# Verilen görev 1
Seyranî'yi anlatan metinde "Saza ve şiire ilgi duyan Seyranî" diye başlayan cümleyi bulun. Bu cümlede Seyranî'nin meşklerde yaptığı belirtilen üç şeyi sıralayın.

# Verilen metin
----------------------------------------

Babası Cafer Efendi ilçenin imamıydı ve maddi durumları pek iyi değildi. Önce babasından ders alarak okuma yazmayı öğrendi. Daha sonra iki yıl kadar medreseye devam etti, ancak ekonomik güçlükler nedeniyle eğitimini tamamlayamadı.
Develi o dönemde âşıkların uğrak yeriydi. Dönemin âşıkları sık sık burada buluşup meşk ediyorlardı. Saza ve şiire ilgi duyan Seyranî de bu tür meşklere katılıyor, usta aşıkları dikkatle izliyor, onlardan bir şeyler öğrenmek için çaba harcıyordu. Bir süre sonra yavaş yavaş saz çalmaya ve şiirler söylemeye başlamıştı. Yazdığı şiirler yaşına göre çok ustacaydı.
Kısa bir zaman içinde kendinden bahsedilen, şiirleri dillerde dolaşan bir âşık oldu. Seyranî'nin ününü duyan çevre il ve ilçe aşıkları sık sık Develi'ye gelerek onunla atışıyorlar; Seyrani ustalığını konuşturarak onları pes ettiriyordu.

----------------------------------------

# Veri kümesi
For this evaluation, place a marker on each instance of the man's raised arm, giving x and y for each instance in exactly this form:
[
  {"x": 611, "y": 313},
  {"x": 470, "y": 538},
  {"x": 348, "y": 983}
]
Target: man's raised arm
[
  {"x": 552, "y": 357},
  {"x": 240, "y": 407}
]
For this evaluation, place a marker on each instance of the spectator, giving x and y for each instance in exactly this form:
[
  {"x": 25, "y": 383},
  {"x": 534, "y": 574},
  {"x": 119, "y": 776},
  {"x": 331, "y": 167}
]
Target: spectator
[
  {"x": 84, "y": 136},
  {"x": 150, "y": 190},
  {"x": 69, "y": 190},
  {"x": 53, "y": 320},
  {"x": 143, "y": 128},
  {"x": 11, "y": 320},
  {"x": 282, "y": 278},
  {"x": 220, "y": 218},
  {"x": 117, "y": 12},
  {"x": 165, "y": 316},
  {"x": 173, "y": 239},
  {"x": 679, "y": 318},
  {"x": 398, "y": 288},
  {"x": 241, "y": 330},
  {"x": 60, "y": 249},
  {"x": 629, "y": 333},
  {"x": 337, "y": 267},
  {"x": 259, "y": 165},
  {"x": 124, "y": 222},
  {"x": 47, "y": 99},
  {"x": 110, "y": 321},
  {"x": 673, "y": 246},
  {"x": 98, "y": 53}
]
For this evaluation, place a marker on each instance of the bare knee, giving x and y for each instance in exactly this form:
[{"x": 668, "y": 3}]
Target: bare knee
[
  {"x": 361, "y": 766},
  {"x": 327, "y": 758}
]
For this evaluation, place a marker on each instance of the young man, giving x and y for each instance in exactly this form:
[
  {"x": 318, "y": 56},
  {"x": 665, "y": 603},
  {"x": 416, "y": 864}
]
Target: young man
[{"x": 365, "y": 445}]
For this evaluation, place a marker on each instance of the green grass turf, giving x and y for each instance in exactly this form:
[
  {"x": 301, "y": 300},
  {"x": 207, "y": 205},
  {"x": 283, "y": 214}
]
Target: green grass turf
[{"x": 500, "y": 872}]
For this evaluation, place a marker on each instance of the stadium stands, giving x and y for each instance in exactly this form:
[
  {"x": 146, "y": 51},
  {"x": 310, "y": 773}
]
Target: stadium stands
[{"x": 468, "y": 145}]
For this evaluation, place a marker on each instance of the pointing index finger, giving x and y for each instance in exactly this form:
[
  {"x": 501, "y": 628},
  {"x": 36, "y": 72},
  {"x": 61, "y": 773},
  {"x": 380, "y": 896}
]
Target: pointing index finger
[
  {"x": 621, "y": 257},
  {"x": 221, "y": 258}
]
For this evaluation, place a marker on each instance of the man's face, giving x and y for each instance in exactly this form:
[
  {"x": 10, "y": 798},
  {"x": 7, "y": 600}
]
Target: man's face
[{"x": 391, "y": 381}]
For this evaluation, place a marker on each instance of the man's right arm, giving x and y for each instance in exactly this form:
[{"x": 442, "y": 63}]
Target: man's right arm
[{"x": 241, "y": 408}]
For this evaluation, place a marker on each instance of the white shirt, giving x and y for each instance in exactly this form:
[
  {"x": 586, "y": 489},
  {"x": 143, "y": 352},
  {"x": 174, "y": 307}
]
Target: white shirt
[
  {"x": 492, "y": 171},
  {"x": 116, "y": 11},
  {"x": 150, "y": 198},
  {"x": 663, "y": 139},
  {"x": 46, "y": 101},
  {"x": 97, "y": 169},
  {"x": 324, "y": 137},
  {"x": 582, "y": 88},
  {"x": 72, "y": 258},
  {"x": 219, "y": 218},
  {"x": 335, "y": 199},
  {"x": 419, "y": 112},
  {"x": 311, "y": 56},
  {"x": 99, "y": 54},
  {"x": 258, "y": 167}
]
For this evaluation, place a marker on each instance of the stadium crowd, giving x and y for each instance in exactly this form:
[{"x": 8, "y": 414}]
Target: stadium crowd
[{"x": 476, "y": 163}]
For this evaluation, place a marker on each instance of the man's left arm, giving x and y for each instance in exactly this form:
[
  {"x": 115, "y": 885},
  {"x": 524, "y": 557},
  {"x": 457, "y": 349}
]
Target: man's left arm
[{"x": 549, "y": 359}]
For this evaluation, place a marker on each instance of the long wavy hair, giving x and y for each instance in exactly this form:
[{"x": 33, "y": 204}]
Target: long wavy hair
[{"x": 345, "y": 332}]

----------------------------------------

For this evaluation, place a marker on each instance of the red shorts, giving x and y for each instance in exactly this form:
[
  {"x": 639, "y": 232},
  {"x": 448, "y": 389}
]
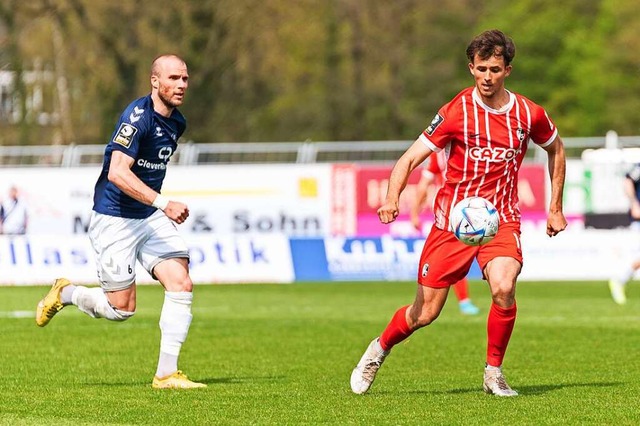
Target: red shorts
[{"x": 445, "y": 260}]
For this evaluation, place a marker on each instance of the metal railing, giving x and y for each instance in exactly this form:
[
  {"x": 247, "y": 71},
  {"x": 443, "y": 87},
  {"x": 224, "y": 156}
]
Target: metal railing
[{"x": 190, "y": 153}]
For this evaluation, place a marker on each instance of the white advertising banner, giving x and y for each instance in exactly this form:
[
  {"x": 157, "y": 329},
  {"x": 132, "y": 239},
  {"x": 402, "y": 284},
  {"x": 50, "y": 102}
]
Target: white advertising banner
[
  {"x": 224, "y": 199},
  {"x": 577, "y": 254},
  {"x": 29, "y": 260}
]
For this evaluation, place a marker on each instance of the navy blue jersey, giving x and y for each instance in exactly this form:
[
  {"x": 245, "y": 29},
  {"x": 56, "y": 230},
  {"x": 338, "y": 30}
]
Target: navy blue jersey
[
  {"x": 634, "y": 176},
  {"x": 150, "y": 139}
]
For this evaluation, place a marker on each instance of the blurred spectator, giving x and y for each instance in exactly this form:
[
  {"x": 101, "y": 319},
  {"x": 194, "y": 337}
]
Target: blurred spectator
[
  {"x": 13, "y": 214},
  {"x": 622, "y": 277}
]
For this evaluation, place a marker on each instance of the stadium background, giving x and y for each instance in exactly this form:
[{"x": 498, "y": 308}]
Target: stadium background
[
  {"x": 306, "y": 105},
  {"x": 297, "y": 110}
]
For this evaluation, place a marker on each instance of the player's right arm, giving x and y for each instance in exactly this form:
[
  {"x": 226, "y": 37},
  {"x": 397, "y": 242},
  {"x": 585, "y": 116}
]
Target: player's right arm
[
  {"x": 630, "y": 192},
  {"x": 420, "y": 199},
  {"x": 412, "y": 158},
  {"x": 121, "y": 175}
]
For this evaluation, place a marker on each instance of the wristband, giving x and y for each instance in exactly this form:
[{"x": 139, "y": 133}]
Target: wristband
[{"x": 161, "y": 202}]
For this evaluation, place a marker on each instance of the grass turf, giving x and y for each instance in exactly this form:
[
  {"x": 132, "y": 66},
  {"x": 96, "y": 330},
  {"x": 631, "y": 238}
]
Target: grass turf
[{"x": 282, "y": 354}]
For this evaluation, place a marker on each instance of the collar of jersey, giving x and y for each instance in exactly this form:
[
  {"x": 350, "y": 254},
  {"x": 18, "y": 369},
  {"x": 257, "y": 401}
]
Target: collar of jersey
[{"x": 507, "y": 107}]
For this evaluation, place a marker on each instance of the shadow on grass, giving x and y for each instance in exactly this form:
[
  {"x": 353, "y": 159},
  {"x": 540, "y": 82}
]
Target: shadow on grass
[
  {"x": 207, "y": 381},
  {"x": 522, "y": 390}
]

----------------------------------------

# Verilen görev 2
Yukarıdaki satırlardan "shirt" dizesini içerenlerin hepsini listeleyin.

# Son cevap 1
- Bu tür meşklere katılıyordu.
- Usta âşıkları dikkatle izliyordu.
- Onlardan bir şeyler öğrenmek için çaba harcıyordu.

# Son cevap 2
For this evaluation, place a marker on each instance of the white shirt, giving x and y for each instance in exactly this form:
Target: white shirt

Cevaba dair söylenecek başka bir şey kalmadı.